Testo fornito:
+ + + +
JAZZ CORNER — il Blog di Leonardo Boni

Leonardo Boni

LEONARDO BONI - Un giovane economista, appassionato di basket che nei timeout coltiva un grande interesse per la musica e per il jazz.

Kenny Dorham - Afrocuban

di Leonardo Boni - mercoledì 03 dicembre 2014 ore 22:49

Ecco finalmente la tromba di Kenny Dorham

Afrocuban non è l'album jazz che ti aspetti. Già dal nome dovremmo essere in grado di capire le influenze che troviamo all'interno di ogni pezzo, ogni traccia, ogni secondo dell'album. Il binomio Jazz-Afro non delude, e con la ciurma capitanata da Kenny si crea un'armonia unica.

Kenny Dorham suona la tromba. E' una tromba delicata, quasi soffocata, ma piena di ritmo, che ben sposa l'hard bop con il ritmo afro. Compone 8/9 dei pezzi, dove sperimenta dei suoni nuovi e geniali per il periodo, siamo nel '55 ragazzi. E le vedute sono ampie.

E' questa la magia del Jazz. Ha dentro di sè la storia della musica. Ogni nota sprigionata è fonte di innovazione. Di ispirazione. E' un pezzo di futuro che viene accennato, aspettando che qualcuno lo colga, per costruirci qualcos'altro. Ma tutto parte da qui. Da una tromba, una percussione, e un contrabbasso.
+ + + +
Dati raccolti:
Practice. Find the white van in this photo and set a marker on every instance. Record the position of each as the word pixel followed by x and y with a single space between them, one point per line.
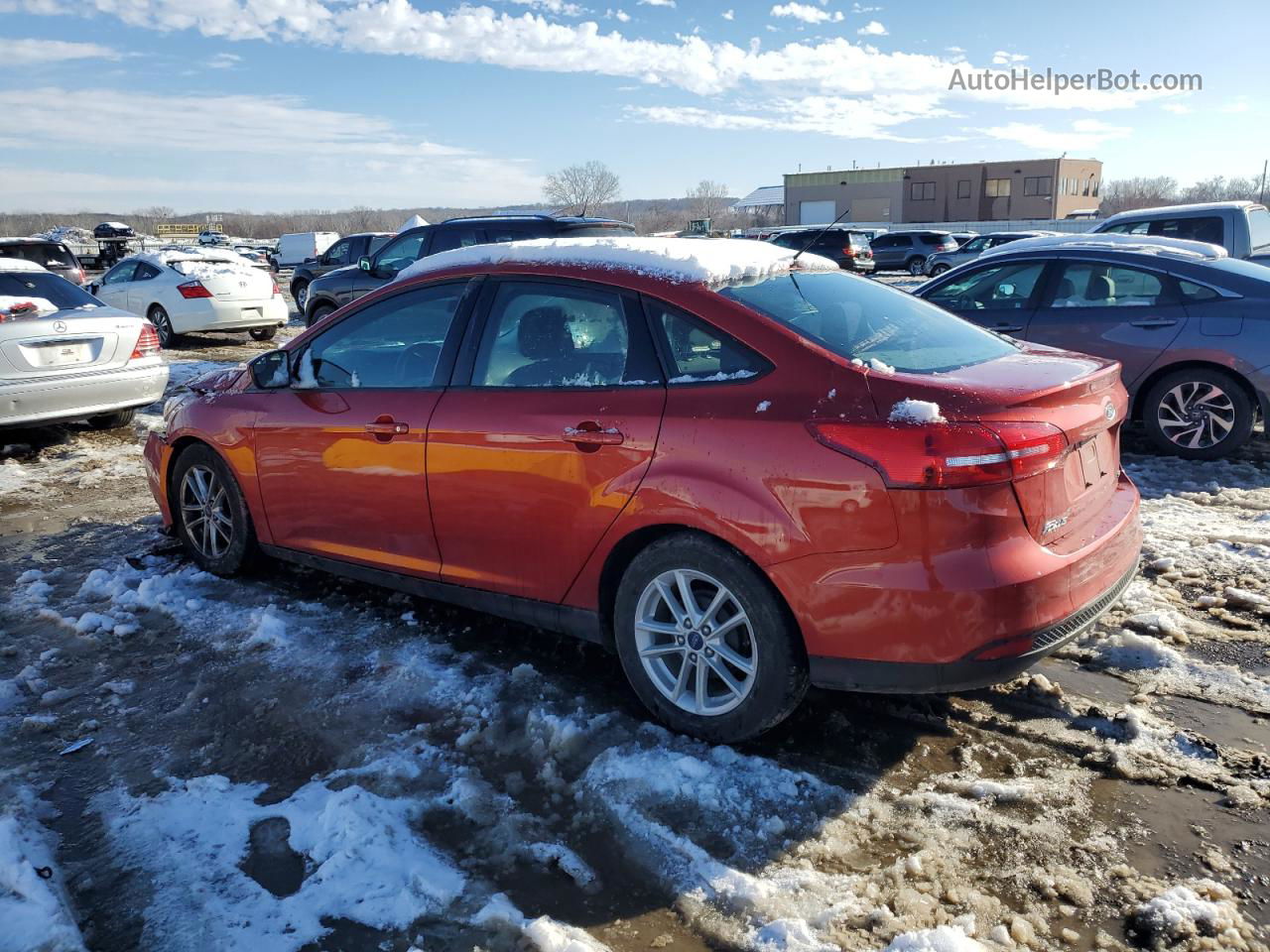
+ + + +
Consegna 1: Traduci in inglese questa frase del testo su Afrocuban di Kenny Dorham: "Il binomio Jazz-Afro non delude, e con la ciurma capitanata da Kenny si crea un'armonia unica."
Consegna 2: Prosegui il testo su Afrocuban di Kenny Dorham, partendo subito dopo la sua ultima frase.

Risposta 1: The Jazz-Afro pairing does not disappoint, and with the crew led by Kenny a unique harmony is created.

Risposta 2:
Qui, la svolta, è Art Blakey alle percussioni, il maestro Blakey. La storia del Jazz praticamente. Da lui sono partiti in tanti, e trovarlo sideliner a Dorham impreziosisce non poco. Blakey si incarna ne "La Villa" in questo album. Un maestro inarrivabile, quasi sicuramente il più importante drummer del periodo. Una bella fortuna per Dorham, avercelo amico.

Possiamo dividere l'album in due parti, dove i primi cinque pezzi sono sperimentali, segnati dalle influenze citate sopra, e con un numero di componenti maggiore, quasi a voler rendere monumentale l'opera. Dannatamente afro, questa parte. Incredibile come l'intreccio tra Blakey e la tromba di Dorham (bassa, strozzata, ma intensa, dove ogni respiro è come un'emozione a sè) sperimenti un jazz che va molto fuori dagli schemi. E' "Afrodisia" ad aprire i giochi. Si capisce subito che aria tira. Più calda, più passionale. Il jazz più nero che ci sia.

La seconda parte è classica, via le congas, via il Blakey più virtuoso, ma dentro un puro hard bop, swingante, in linea con il periodo, di gran classe, come "K.D.'s Motion".

Vorrei concentrarmi però sulla prima parte. La più interessante.

Se si ascolta bene, c'è un pianista che abbiamo trovato di recente, con un discreto talento.. sì.. è proprio Horace Silver, che presta le proprie visioni di Jazz Funk all'opera, facendo di questo lavoro un'altra di quelle ispirazioni utili a Joe Bataan, giusto per citare qualcuno.

La grandezza dell'album sono le percussioni. Non c'è storia. Quando Blakey sale in cattedra, a coordinare le congas e le cowbell, tutto torna, e crea un ritmo inarrivabile, irraggiungibile. Provare per credere in "Minor's Holiday". Unica. Costante.. dove si posa la tromba di Dorham, l'ottimo sax di Hank Mobley, e lì dietro incessante nel suo stile inconfondible, il piano di Horace Silver.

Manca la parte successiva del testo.